> **Text excerpt**
□ □ □

As a special service to my Strike Price readers (join here for free), I offer one interesting trade idea every few weeks…for educational purposes only and to throw some light on my process and strategies when trading options.
I say “for educational purposes only” because there will not be a follow-up on the trade. If you happen to take on the trade, remember that the key to keeping losses to a minimum is proper position-sizing. Most of the strategies I offer are risk-defined so you know at order entry how much is at risk. And knowing how much is at risk should give you a good idea what your position-size should be per trade.
How to Use My Weekly Options Strategy
Twelve days ago I presented a webinar focused entirely on my unique approach to bringing in income on a weekly basis using, yes, weekly options.
The following is a very good example of how I use “Weeklies”, so if you find that you are interested in the strategy make sure you check out the presentation. The presentation goes into far greater depth on how I use weekly options as an income-based options strategy.
But first, let’s examine how a weekly options trade works using my approach.
Several weeks ago the overall market, more specifically the S&P 500 as seen through the ETF SPY, was in a very overbought state according to my favorite mean-reversion indicator, the Relative Strength Index (RSI).
Once I saw confirmation of an overbought state in SPY, I immediately looked for a potential trade.
Above was the weekly options chain for SPY.
With SPY trading for roughly $207.50 and in a “very overbought” state, I wanted to use a strategy like a bear call spread. A bear call spread enables me to have a margin of error just in case the current directional trend, in this case a bullish trend, continues.
The next step was to choose the actual spread. I started my search for a high-probability spread in the Prob. OTM column. If I were to choose the strike price closest to 85%, I would need to sell the 210 strike. And since I only want to go out one strike wide I would need to buy the 211 strike.

□ □ □

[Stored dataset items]
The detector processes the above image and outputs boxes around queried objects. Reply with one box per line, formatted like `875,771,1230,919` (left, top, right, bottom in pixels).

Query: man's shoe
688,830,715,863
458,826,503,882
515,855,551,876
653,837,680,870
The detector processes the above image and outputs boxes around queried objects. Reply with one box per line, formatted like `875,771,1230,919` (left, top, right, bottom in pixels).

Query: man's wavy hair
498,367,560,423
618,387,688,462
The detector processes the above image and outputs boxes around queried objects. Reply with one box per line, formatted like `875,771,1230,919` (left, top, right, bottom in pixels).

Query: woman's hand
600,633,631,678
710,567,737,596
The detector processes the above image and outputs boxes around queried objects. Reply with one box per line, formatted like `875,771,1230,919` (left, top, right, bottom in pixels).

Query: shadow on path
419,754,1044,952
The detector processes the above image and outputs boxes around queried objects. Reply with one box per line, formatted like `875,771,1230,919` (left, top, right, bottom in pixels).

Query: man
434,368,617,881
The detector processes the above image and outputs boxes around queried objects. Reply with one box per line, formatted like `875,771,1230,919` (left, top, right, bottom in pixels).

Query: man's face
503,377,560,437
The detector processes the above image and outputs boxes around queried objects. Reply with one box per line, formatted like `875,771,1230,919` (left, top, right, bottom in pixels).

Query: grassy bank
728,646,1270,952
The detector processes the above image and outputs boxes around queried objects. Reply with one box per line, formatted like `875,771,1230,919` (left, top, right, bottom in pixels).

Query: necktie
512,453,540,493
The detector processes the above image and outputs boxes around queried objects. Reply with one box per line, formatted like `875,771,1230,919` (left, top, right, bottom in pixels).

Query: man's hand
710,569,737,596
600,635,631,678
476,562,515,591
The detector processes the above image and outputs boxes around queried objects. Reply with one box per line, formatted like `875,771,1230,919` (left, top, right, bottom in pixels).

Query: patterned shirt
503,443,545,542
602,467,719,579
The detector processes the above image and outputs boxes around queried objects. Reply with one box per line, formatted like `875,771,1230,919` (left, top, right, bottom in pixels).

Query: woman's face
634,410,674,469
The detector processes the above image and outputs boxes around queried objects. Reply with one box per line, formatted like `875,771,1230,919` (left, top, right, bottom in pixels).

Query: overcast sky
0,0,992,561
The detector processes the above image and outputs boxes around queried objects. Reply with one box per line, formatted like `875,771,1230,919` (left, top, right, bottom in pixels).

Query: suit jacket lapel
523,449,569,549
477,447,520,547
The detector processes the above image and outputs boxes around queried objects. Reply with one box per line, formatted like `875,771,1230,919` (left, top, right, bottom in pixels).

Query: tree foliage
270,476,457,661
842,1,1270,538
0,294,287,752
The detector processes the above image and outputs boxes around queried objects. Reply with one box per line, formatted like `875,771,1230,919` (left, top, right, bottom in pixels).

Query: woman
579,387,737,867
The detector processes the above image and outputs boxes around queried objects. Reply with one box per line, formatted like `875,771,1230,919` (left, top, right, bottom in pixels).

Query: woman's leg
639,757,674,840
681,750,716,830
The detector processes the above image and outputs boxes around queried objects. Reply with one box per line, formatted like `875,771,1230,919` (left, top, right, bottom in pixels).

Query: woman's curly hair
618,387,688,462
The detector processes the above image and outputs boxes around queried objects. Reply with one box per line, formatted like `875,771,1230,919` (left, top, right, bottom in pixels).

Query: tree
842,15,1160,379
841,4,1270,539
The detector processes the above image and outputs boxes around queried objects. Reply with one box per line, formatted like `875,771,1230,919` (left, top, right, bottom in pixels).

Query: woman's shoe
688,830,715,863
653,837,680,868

□ □ □

> **Task list**
(a) Copy out the stretch of the options trading text from "As a special" through "yes, weekly options.".
(b) In the options trading text, which indicator showed that SPY was overbought?
(c) Decide whether each statement agrees with the options trading text, and support each yes or no with the deciding words quoted from it. (i) SPY was trading for roughly $207.50. (ii) A follow-up on the trade will be provided. (iii) The 211 strike is the one to sell.

> **Solved tasks**
(a)
As a special service to my Strike Price readers (join here for free), I offer one interesting trade idea every few weeks…for educational purposes only and to throw some light on my process and strategies when trading options.
I say “for educational purposes only” because there will not be a follow-up on the trade. If you happen to take on the trade, remember that the key to keeping losses to a minimum is proper position-sizing. Most of the strategies I offer are risk-defined so you know at order entry how much is at risk. And knowing how much is at risk should give you a good idea what your position-size should be per trade.
How to Use My Weekly Options Strategy
Twelve days ago I presented a webinar focused entirely on my unique approach to bringing in income on a weekly basis using, yes, weekly options.

(b) The Relative Strength Index (RSI).

(c)
(i) Yes: "With SPY trading for roughly $207.50"
(ii) No: "there will not be a follow-up on the trade"
(iii) No: "I would need to sell the 210 strike"